Records excerpted from a collection:
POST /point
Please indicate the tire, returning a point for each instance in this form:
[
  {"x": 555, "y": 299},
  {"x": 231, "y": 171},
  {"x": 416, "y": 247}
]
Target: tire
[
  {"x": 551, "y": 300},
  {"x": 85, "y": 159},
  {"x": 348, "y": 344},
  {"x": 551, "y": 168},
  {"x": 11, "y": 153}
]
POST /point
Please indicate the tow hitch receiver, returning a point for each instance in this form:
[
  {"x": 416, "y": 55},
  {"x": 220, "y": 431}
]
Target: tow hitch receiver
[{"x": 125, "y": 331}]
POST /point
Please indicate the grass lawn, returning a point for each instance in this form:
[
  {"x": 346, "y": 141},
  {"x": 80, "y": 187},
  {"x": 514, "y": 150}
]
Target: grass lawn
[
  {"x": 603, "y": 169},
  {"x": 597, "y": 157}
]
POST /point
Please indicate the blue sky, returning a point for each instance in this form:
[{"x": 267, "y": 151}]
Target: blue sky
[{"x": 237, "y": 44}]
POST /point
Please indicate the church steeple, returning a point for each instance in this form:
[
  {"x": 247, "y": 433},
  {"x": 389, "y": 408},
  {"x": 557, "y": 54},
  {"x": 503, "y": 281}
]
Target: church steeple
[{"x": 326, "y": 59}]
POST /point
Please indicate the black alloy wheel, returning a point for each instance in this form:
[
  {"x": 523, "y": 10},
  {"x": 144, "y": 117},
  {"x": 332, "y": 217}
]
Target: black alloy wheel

=== The request ===
Above are the records; retype them all without a single difference.

=== Exercise answer ===
POST /point
Please indicate the tire, returning a point for each instance in this form:
[
  {"x": 555, "y": 299},
  {"x": 231, "y": 171},
  {"x": 416, "y": 247}
]
Target: tire
[
  {"x": 551, "y": 300},
  {"x": 85, "y": 159},
  {"x": 348, "y": 344},
  {"x": 551, "y": 168},
  {"x": 11, "y": 153}
]
POST /point
Please indicate the tow hitch receiver, returning a point for each instance in this form:
[
  {"x": 416, "y": 55},
  {"x": 220, "y": 431}
]
Target: tow hitch receiver
[{"x": 125, "y": 331}]
POST /point
Please indicate the grass lawn, returning a point for each instance in this form:
[
  {"x": 346, "y": 141},
  {"x": 80, "y": 187},
  {"x": 514, "y": 150}
]
Target: grass lawn
[
  {"x": 603, "y": 169},
  {"x": 597, "y": 157}
]
POST /point
Please indicate the blue sky, returning a point for each instance in this form:
[{"x": 267, "y": 151}]
Target: blue sky
[{"x": 237, "y": 44}]
POST /point
Please indicate the church steeple, returning a point for each instance in this form:
[
  {"x": 247, "y": 433},
  {"x": 389, "y": 408},
  {"x": 557, "y": 54},
  {"x": 503, "y": 281}
]
Target: church steeple
[{"x": 326, "y": 59}]
POST /point
Please indicate the black alloy wheel, returning a point for each instance in this form:
[
  {"x": 523, "y": 10},
  {"x": 144, "y": 117},
  {"x": 332, "y": 217}
]
Target: black alloy wheel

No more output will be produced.